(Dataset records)
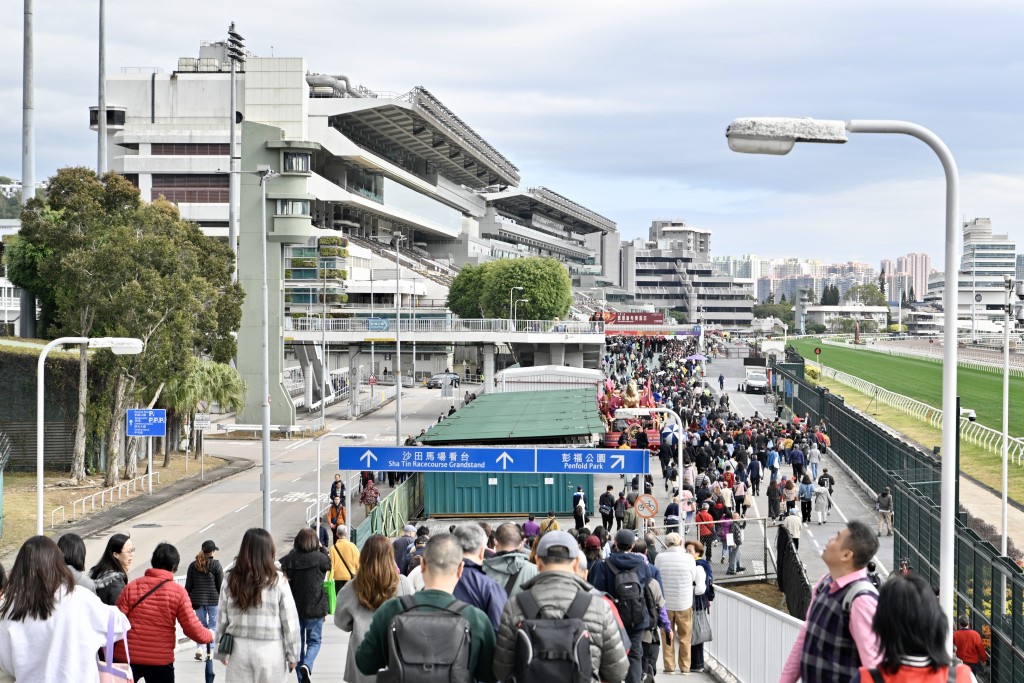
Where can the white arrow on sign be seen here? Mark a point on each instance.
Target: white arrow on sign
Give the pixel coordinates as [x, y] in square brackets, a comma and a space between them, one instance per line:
[369, 457]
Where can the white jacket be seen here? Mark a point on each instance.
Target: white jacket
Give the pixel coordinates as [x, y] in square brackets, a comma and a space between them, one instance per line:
[678, 570]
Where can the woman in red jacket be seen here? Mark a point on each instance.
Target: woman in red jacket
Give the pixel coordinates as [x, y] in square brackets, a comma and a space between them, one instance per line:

### The problem
Each of the entries above must be output exactly, with none of the pictures.

### Finished exercise
Where can the white arrow on sign be seen here? Mark a point on each instance.
Target: white arrow on sign
Give the pixel coordinates as [x, y] in square brackets, a comma and a space between them, one instance per line:
[369, 457]
Where can the white jacket be seen here? Mark a point on each instance.
Target: white jacket
Give the pixel coordinates as [x, y] in square brackets, a comma and a space between them, one instance per line:
[678, 570]
Where can the woman in red jacket be seen here? Mark a point on each instance.
Target: woman in red jacket
Give the pixel coordinates as [x, y] in square brackets, a comma and a space between them, one instance per line:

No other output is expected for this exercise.